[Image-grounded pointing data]
------------------------------------------------

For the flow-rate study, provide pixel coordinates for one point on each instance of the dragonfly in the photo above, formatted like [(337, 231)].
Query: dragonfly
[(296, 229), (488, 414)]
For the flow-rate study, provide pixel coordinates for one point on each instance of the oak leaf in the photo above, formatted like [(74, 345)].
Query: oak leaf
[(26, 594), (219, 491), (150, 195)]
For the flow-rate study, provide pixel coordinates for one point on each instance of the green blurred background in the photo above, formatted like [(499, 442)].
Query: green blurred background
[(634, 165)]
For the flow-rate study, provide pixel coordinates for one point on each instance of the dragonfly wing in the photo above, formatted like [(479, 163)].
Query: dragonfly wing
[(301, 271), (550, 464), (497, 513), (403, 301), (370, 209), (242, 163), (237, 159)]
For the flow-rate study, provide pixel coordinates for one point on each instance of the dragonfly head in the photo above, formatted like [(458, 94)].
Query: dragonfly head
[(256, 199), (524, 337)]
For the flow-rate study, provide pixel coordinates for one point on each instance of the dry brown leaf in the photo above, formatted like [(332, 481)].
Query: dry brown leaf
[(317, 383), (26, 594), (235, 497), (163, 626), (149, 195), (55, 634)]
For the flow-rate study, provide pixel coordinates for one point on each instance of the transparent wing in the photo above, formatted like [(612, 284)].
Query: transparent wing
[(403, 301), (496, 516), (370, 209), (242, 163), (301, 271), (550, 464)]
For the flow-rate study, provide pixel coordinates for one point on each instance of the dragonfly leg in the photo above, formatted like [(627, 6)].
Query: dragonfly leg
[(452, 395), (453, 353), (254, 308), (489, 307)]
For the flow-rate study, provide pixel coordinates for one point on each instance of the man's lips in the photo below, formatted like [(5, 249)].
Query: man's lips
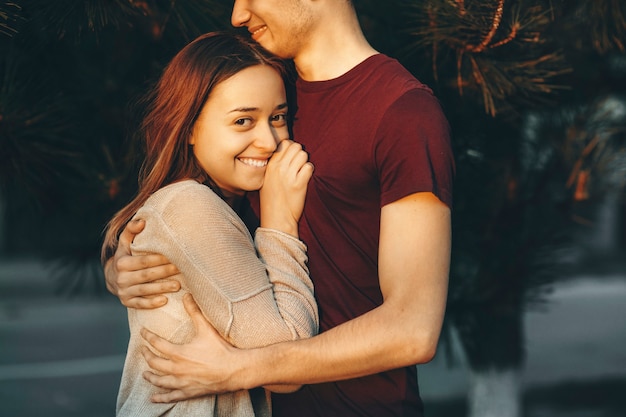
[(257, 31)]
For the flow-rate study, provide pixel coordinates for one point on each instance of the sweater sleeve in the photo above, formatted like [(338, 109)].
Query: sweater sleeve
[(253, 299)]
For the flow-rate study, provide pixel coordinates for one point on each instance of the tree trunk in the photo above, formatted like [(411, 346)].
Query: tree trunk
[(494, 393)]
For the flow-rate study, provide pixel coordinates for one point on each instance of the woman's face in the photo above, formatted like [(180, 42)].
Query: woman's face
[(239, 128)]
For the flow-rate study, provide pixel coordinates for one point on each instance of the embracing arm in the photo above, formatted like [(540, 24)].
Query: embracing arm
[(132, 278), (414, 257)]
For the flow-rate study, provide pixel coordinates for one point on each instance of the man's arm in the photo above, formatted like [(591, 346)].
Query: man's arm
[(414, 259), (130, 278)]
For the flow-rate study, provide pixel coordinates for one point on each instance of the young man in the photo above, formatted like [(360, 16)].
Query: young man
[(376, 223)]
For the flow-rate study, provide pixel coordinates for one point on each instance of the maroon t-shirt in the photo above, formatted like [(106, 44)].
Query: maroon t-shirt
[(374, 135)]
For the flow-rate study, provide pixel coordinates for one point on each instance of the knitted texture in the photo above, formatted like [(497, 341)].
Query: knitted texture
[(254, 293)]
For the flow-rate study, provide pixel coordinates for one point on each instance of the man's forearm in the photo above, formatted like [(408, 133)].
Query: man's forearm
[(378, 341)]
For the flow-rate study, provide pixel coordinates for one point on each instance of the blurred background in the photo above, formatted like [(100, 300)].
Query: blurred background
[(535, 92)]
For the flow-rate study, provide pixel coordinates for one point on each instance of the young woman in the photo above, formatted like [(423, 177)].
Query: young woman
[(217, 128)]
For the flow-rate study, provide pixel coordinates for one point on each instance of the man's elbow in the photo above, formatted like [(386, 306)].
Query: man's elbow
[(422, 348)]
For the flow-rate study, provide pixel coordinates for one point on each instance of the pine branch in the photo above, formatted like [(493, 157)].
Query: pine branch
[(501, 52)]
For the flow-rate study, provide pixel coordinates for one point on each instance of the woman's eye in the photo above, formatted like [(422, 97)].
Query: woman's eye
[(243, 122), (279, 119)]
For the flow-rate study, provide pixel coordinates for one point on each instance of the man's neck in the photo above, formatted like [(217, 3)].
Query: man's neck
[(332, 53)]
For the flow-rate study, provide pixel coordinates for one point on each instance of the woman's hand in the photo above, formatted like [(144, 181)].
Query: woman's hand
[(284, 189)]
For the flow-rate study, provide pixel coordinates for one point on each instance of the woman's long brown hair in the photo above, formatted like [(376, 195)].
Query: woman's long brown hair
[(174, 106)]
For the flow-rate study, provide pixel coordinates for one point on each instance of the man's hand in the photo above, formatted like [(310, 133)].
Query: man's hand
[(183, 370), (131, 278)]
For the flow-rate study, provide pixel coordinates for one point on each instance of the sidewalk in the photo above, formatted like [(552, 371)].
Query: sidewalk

------------------------------------------------

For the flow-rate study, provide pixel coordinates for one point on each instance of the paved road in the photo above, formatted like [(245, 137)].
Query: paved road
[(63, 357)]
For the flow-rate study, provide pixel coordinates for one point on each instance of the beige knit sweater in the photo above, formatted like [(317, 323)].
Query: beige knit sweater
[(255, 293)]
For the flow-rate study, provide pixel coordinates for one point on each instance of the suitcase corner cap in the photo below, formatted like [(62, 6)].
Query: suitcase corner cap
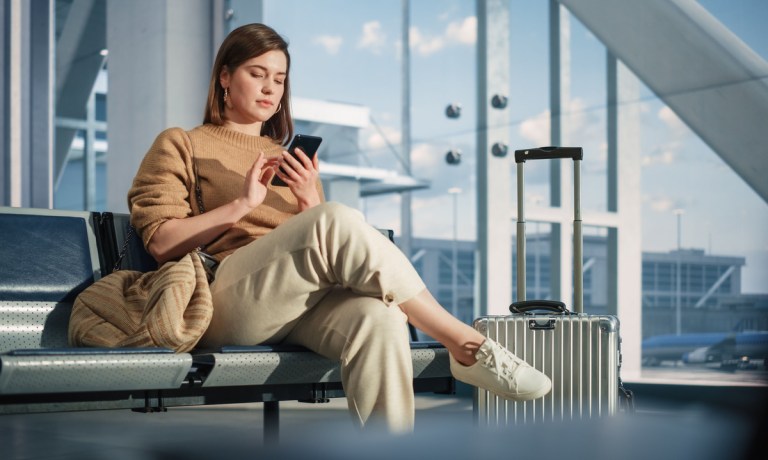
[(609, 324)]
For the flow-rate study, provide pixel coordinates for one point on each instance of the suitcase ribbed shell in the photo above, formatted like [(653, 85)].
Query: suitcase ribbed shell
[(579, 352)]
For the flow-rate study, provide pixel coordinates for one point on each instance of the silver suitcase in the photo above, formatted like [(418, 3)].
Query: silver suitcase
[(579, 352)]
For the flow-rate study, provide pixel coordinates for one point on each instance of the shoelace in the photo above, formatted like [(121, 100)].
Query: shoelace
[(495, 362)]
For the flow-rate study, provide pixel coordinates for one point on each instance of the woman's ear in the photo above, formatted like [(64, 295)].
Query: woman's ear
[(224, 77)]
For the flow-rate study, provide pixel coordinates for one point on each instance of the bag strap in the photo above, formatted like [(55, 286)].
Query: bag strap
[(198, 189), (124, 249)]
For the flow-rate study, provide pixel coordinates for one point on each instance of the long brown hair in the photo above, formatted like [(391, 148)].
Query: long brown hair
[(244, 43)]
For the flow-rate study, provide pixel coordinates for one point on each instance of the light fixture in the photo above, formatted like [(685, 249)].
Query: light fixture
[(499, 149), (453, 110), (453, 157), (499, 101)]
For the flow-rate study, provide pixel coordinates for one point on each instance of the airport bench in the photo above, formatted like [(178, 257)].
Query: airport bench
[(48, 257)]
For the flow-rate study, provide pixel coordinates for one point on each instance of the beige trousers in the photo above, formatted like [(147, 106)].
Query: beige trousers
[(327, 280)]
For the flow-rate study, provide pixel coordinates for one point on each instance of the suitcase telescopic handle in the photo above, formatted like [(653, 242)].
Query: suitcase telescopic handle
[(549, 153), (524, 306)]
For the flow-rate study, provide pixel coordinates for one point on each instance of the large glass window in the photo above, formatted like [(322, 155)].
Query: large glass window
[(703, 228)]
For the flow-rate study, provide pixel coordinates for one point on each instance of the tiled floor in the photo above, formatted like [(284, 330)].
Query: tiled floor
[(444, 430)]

------------------------------------------------

- [Task statement]:
Look above for the line with "like [(418, 3)]." and the line with "like [(685, 249)]."; transcribe both and all lines in between, exactly, and nothing else.

- [Reply to the exercise]:
For the flow-rate study, provide pixel coordinates for one point on each instance of the silver suitcase in the photo above, formatted like [(418, 3)].
Query: silver suitcase
[(579, 352)]
For the flow-rate study, provide pixel coordinates for one point on each instance of the shoelace in the photo above, formatted like [(121, 100)].
Query: shoelace
[(495, 362)]
For the flow-rate study, provide pixel coordinates for one point on each instance of the woman's ear in the photo above, formatted like [(64, 295)].
Query: woman's ear
[(224, 77)]
For the flow-rate study, provide pixel coordinates for one point on each instance of the bag strap in the photo above, formatted like [(55, 286)].
Query: bag strap
[(198, 189), (124, 249)]
For the flow-rate study, provide pixel coordinates for one point on each instance of the long brown hair in the photo above, formatted like [(391, 148)].
Query: long brown hair
[(244, 43)]
For the flow-rate study, provide pixel coordinates for one point on each instance of the light fixture in the photo above, formatted like [(685, 249)].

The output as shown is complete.